§ **Provided passage**:
>> begin

Modern vocoders that are used in communication equipment and in voice storage devices today are based on the following algorithms:
 Algebraic code-excited linear prediction (ACELP 4.7–24 kbit/s)
 Mixed-excitation linear prediction (MELPe 2400, 1200 and 600 bit/s)
 Multi-band excitation (AMBE 2000 bit/s – 9600 bit/s)
 Sinusoidal-Pulsed Representation (SPR 600 bit/s – 4800 bit/s)
 Robust Advanced Low-complexity Waveform Interpolation (RALCWI 2050, 2400 and 2750 bit/s)
 Tri-Wave Excited Linear Prediction (TWELP 600–9600 bit/s)
 Noise Robust Vocoder (NRV 300 and 800 bit/s)

Vocoders are also currently used in psychophysics, linguistics, computational neuroscience and cochlear implant research.

Linear prediction-based

Since the late 1970s, most non-musical vocoders have been implemented using linear prediction, whereby the target signal's spectral envelope (formant) is estimated by an all-pole IIR filter. In linear prediction coding, the all-pole filter replaces the bandpass filter bank of its predecessor and is used at the encoder to whiten the signal (i.e., flatten the spectrum) and again at the decoder to re-apply the spectral shape of the target speech signal.

>> end

§ **Given data**:
>> begin

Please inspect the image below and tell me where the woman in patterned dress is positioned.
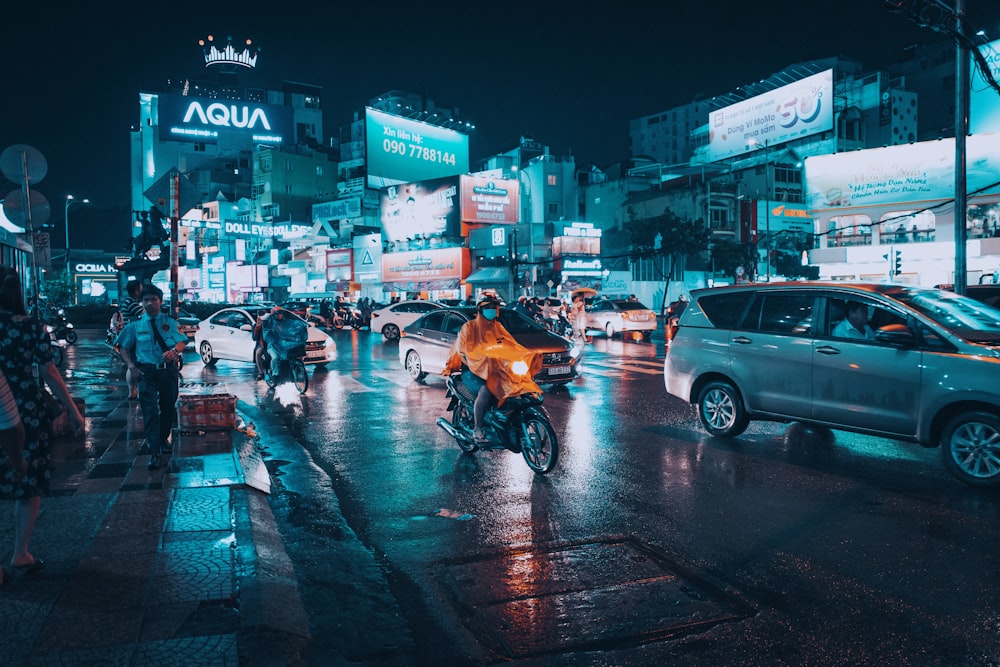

>> end
>> begin

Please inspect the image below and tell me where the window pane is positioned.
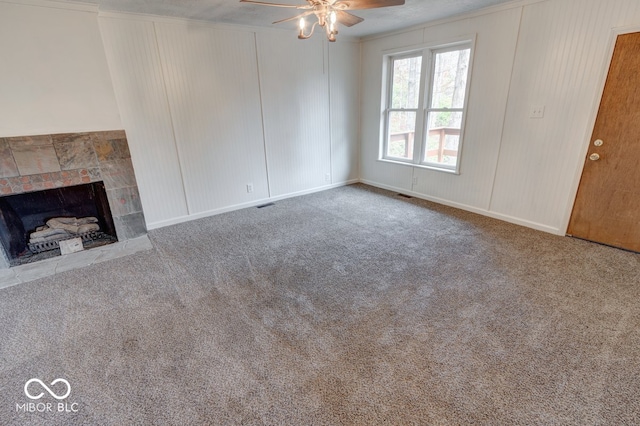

>> end
>> begin

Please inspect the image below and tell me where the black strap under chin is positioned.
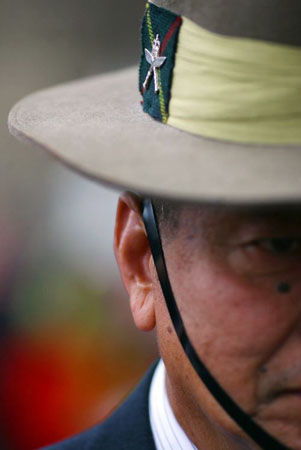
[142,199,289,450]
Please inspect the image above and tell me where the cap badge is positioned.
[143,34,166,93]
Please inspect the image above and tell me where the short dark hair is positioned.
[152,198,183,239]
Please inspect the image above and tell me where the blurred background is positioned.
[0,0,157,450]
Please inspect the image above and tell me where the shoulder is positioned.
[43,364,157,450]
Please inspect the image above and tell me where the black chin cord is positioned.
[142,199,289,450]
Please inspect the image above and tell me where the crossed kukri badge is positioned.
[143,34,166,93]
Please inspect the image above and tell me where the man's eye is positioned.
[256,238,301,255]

>> end

§ **Short task A**: List the research fields where the vocoder passage says vocoders are currently used.
§ **Short task B**: Reproduce the vocoder passage word for word between "Robust Advanced Low-complexity" and "cochlear implant research.", inclusive.
The data plays no part in this work.

§ **Output A**:
- Psychophysics
- Linguistics
- Computational neuroscience
- Cochlear implant research

§ **Output B**:
Robust Advanced Low-complexity Waveform Interpolation (RALCWI 2050, 2400 and 2750 bit/s)
 Tri-Wave Excited Linear Prediction (TWELP 600–9600 bit/s)
 Noise Robust Vocoder (NRV 300 and 800 bit/s)

Vocoders are also currently used in psychophysics, linguistics, computational neuroscience and cochlear implant research.